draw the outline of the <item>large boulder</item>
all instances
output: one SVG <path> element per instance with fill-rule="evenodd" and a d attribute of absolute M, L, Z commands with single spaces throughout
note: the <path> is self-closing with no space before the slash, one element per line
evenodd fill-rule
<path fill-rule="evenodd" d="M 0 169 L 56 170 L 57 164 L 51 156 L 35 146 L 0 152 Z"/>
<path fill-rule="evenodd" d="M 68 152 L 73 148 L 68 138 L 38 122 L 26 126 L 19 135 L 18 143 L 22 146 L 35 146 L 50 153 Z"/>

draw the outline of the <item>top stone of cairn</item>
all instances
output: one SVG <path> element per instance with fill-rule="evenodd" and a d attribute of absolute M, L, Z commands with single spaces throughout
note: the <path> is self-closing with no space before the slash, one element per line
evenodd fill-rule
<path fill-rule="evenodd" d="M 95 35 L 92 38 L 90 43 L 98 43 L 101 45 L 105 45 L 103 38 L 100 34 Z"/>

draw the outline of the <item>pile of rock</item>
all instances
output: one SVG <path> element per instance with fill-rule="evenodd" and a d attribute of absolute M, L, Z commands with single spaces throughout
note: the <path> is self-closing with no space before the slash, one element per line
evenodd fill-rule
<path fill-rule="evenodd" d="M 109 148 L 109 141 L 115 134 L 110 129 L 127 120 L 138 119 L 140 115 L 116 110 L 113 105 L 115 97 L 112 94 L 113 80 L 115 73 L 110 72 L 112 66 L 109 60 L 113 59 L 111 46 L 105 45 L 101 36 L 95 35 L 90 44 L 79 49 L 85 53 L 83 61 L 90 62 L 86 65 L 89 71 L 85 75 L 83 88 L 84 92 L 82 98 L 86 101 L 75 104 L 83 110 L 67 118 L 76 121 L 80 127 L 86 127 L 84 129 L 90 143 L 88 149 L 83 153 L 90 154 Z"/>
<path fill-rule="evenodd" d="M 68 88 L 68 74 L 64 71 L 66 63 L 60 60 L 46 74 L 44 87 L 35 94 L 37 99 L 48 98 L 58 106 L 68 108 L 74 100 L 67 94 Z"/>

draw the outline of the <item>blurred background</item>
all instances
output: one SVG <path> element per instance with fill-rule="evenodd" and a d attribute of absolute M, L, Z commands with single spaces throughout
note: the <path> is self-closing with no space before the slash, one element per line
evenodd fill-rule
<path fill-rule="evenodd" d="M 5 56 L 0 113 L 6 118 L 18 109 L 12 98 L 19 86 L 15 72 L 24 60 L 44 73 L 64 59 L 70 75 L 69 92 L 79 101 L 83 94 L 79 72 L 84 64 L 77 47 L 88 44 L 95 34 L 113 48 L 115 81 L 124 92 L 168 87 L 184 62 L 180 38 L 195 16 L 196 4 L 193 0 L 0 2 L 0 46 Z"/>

****

Given problem: Reproduce the items verbatim, everything from the line that contains "draw the outline of the <item>top" down to the end of the items.

Complete answer:
draw the outline of the <item>top stone of cairn</item>
all instances
output: one SVG <path> element per instance with fill-rule="evenodd" and a d attribute of absolute M, L, Z commands with single spaces throughout
note: the <path> is self-closing with no space before the slash, one element per line
evenodd fill-rule
<path fill-rule="evenodd" d="M 95 35 L 92 38 L 90 43 L 98 43 L 101 45 L 105 45 L 103 38 L 100 34 Z"/>

draw the outline of the <item>pile of rock</item>
all instances
output: one SVG <path> element per instance with fill-rule="evenodd" and a d attribute of absolute M, L, Z commands with single spaces throughout
note: the <path> is self-closing with no space before the slash, one element per line
evenodd fill-rule
<path fill-rule="evenodd" d="M 109 148 L 109 141 L 115 134 L 110 129 L 127 120 L 138 119 L 140 115 L 116 110 L 113 105 L 115 97 L 112 94 L 113 80 L 115 73 L 110 72 L 112 66 L 109 60 L 113 59 L 111 46 L 105 45 L 101 36 L 95 35 L 90 44 L 79 49 L 85 53 L 83 61 L 90 62 L 86 65 L 89 71 L 85 75 L 83 88 L 84 92 L 82 98 L 86 101 L 75 104 L 83 110 L 67 118 L 76 121 L 80 127 L 86 127 L 84 129 L 90 143 L 88 149 L 83 153 L 90 154 Z"/>
<path fill-rule="evenodd" d="M 68 88 L 68 74 L 64 71 L 66 63 L 60 60 L 46 74 L 44 87 L 35 94 L 37 99 L 48 98 L 58 106 L 68 108 L 74 100 L 67 94 Z"/>

draw the outline of the <item>blurred background</item>
all instances
output: one SVG <path> element per instance with fill-rule="evenodd" and a d attribute of absolute M, L, Z commands with single spaces throughout
note: the <path> is self-closing with no space before the slash, one element per line
evenodd fill-rule
<path fill-rule="evenodd" d="M 5 56 L 0 113 L 6 118 L 18 109 L 12 98 L 19 86 L 15 72 L 24 60 L 44 73 L 64 59 L 70 75 L 69 92 L 79 101 L 83 94 L 79 72 L 84 64 L 77 47 L 88 44 L 95 34 L 113 48 L 115 81 L 124 92 L 168 87 L 184 62 L 180 38 L 195 16 L 196 4 L 193 0 L 0 2 L 0 46 Z"/>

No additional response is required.